======== Surowe dane ========
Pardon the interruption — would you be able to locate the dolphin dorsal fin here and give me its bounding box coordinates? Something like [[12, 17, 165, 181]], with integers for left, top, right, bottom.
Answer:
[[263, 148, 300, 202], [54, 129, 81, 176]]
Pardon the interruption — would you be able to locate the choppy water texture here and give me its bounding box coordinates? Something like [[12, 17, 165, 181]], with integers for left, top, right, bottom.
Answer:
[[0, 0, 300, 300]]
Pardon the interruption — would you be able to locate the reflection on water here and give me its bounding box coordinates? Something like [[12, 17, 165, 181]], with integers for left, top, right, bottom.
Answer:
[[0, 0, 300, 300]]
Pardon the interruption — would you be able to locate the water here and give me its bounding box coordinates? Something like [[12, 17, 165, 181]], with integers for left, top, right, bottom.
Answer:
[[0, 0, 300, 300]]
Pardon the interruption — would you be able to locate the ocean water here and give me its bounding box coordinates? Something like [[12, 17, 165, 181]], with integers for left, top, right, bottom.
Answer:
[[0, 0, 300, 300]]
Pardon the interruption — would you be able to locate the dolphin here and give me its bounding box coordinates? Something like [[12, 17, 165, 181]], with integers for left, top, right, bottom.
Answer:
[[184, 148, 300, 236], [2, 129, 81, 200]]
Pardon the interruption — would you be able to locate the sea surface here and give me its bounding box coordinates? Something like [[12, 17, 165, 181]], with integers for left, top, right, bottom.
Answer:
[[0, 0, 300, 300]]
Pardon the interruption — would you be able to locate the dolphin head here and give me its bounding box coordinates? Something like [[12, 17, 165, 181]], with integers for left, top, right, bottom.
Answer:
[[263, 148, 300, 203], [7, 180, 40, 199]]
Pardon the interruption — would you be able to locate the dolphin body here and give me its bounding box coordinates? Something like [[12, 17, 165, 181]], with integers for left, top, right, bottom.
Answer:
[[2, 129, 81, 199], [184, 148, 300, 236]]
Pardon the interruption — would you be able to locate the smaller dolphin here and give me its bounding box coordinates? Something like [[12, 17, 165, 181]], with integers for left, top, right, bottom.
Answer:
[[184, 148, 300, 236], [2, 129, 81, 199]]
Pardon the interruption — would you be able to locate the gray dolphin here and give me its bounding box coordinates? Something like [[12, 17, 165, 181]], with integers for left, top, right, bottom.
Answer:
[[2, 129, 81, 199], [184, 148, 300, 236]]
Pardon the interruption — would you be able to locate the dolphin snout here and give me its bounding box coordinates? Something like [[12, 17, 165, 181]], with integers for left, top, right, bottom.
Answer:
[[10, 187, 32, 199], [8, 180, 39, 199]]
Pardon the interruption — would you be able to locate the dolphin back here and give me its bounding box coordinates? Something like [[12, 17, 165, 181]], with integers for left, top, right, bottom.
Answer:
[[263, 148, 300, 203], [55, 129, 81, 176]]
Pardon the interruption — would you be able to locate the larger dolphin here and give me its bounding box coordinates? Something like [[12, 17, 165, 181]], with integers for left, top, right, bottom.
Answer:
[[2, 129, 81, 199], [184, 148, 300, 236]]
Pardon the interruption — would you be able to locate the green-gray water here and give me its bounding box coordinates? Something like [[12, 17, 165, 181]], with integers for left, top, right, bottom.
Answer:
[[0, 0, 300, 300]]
========
*Polecenie do wykonania*: Przepisz powyższe dane w całości i zmień w nich każde wystąpienie „Answer” na „Response”. Pozostała treść ma zostać bez zmian.

*Wynik ćwiczenia*:
Pardon the interruption — would you be able to locate the dolphin dorsal fin here and give me its bounding box coordinates? Something like [[12, 17, 165, 181]], with integers for left, top, right, bottom.
Response:
[[263, 148, 300, 202], [54, 129, 81, 176]]
Pardon the interruption — would you be able to locate the choppy water texture here and give me its bounding box coordinates? Something like [[12, 17, 165, 181]], with integers for left, top, right, bottom.
Response:
[[0, 0, 300, 300]]
Pardon the interruption — would you be able to locate the reflection on water here and give me its bounding box coordinates? Something like [[12, 17, 165, 181]], with integers for left, top, right, bottom.
Response:
[[0, 0, 300, 300]]
Pardon the interruption — would you be able to locate the water here and give me its bounding box coordinates? Something like [[12, 17, 165, 181]], with integers for left, top, right, bottom.
Response:
[[0, 0, 300, 300]]
Pardon the interruption — would you be able to locate the ocean water here and give me its bounding box coordinates? Something like [[12, 17, 165, 181]], with integers for left, top, right, bottom.
Response:
[[0, 0, 300, 300]]
Pardon the interruption — would you be able to locate the dolphin here and give me its bounding box coordinates? Something like [[12, 17, 165, 181]], with integers for left, top, right, bottom.
Response:
[[184, 148, 300, 236], [2, 129, 81, 200]]
Pardon the interruption — would you be able to locate the sea surface here and give me its bounding box coordinates? Something like [[12, 17, 165, 181]], with integers for left, top, right, bottom.
Response:
[[0, 0, 300, 300]]
Pardon the interruption — would you be able to locate the dolphin head here and give me its bounding box coordinates? Something like [[12, 17, 165, 181]], with integers for left, top, right, bottom.
Response:
[[263, 148, 300, 203], [7, 180, 40, 199]]
Pardon the interruption — would you be able to locate the dolphin body here and give me its bounding box coordinates? Something like [[12, 17, 165, 181]], with integers for left, top, right, bottom.
Response:
[[2, 129, 81, 199], [184, 148, 300, 236]]
Pardon the interruption — would you be able to locate the smaller dolphin here and give me its bounding box coordinates? Something like [[12, 17, 165, 181]], with integers for left, top, right, bottom.
Response:
[[184, 148, 300, 236], [2, 129, 81, 199]]
Pardon the interruption — would you be able to locate the gray dolphin here and give me its bounding box coordinates? Something like [[12, 17, 165, 181]], with integers for left, top, right, bottom.
Response:
[[2, 129, 81, 199], [184, 148, 300, 236]]
Pardon the interruption — would you be able to locate the dolphin snout here and give me its bounding box coordinates? Something like [[12, 17, 165, 181]], with integers for left, top, right, bottom.
Response:
[[10, 187, 32, 199], [8, 180, 39, 199]]
Pardon the interruption — would you be able to locate the dolphin back here and give me its bounding box coordinates? Something like [[12, 17, 165, 181]], with integers for left, top, right, bottom.
Response:
[[263, 148, 300, 203], [55, 129, 81, 176]]
Pardon the interruption — would you be able to locate the larger dolphin here and give me its bounding box coordinates? Something like [[12, 17, 165, 181]], with integers for left, top, right, bottom.
Response:
[[2, 129, 81, 199], [184, 148, 300, 236]]
Pardon the interruption — would you be able to locate the green-gray water here and give me its bounding box coordinates? Something like [[12, 17, 165, 181]], with integers for left, top, right, bottom.
Response:
[[0, 0, 300, 300]]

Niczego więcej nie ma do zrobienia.